Excerpted text |
++++++++++++++++++++

Summary
Highlights
Translation is a crucial part of protein synthesis, the process by which cells create proteins. Protein synthesis has two stages: transcription (in the nucleus of eukaryotic cells) and translation (at ribosomes). Ribosomes are found either attached to the rough endoplasmic reticulum or free in the cytoplasm in eukaryotic cells, and only in the cytoplasm of prokaryotic cells.
The function of translation is to decode mRNA to build a polypeptide chain, which is a long chain of amino acids that folds into a functional protein. This process utilizes tRNA molecules to bring the correct amino acids to the ribosome, matching the mRNA sequence.
Translation begins when a ribosome attaches to an mRNA strand at the start codon, a specific three-base sequence (often AUG). A tRNA molecule with a complementary anticodon (e.g., UAC) binds to the start codon, carrying a specific amino acid, such as methionine.
A second tRNA molecule with an anticodon complementary to the next mRNA codon binds. The two amino acids are then linked by a peptide bond, a process requiring ATP. Only two tRNA molecules can attach to the ribosome at any given time, so the first tRNA detaches after forming the bond, leaving its amino acid behind. The ribosome then moves to the next codon, allowing more tRNAs to bind and add amino acids, elongating the polypeptide chain.

++++++++++++++++++++

Given data |
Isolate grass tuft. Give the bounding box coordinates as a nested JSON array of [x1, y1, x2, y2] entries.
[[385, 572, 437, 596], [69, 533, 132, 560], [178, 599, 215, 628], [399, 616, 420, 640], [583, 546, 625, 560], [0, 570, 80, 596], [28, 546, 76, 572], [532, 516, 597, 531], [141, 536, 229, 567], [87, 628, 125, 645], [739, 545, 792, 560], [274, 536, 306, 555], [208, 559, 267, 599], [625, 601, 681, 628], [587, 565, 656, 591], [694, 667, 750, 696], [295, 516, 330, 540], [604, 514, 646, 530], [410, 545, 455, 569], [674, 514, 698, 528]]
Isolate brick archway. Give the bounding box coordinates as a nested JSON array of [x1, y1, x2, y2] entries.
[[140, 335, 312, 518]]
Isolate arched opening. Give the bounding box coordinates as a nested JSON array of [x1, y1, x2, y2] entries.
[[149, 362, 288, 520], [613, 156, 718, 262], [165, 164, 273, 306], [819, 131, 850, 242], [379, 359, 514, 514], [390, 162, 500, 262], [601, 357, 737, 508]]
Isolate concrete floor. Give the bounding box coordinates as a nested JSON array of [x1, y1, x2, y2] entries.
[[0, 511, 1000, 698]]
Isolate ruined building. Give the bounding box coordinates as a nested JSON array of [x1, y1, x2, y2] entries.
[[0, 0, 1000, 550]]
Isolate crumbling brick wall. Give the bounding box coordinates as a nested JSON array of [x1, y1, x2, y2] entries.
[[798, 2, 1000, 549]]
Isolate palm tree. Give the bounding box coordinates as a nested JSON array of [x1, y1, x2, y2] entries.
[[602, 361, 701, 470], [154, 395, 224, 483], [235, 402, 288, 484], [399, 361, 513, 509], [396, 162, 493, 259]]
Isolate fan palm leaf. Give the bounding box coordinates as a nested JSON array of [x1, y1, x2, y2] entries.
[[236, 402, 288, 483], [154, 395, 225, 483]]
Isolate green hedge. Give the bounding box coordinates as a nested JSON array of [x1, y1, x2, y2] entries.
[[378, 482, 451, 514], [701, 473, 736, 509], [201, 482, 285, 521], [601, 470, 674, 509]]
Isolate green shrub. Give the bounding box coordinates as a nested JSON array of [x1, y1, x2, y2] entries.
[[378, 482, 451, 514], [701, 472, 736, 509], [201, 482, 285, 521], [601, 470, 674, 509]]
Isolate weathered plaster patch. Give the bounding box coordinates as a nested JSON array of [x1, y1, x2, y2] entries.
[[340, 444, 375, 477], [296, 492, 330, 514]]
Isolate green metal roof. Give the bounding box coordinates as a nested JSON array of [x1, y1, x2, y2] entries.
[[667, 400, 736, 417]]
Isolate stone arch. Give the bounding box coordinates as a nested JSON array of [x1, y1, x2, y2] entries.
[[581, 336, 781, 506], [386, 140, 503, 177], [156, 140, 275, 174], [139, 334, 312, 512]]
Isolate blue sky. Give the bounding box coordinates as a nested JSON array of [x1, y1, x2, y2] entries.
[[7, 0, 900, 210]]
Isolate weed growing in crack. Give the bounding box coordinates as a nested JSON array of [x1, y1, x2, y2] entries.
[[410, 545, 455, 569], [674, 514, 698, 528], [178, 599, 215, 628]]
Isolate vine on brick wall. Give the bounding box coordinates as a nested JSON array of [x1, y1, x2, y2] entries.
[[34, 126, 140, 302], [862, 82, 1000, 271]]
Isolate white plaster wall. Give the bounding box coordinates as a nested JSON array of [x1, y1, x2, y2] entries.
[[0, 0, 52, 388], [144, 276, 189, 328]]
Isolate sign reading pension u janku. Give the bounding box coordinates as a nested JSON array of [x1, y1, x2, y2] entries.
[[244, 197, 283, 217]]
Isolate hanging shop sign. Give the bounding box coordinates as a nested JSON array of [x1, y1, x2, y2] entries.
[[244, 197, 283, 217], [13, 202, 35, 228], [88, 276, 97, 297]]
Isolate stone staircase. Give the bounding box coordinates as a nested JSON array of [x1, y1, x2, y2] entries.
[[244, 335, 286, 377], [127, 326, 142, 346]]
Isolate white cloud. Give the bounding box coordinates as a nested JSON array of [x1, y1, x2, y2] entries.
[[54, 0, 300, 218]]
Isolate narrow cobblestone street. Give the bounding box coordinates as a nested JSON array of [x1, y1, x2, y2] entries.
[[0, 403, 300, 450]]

++++++++++++++++++++

Task details | Quote word for word the stretch of the translation summary from "A second tRNA" through "the polypeptide chain.".

Your response |
A second tRNA molecule with an anticodon complementary to the next mRNA codon binds. The two amino acids are then linked by a peptide bond, a process requiring ATP. Only two tRNA molecules can attach to the ribosome at any given time, so the first tRNA detaches after forming the bond, leaving its amino acid behind. The ribosome then moves to the next codon, allowing more tRNAs to bind and add amino acids, elongating the polypeptide chain.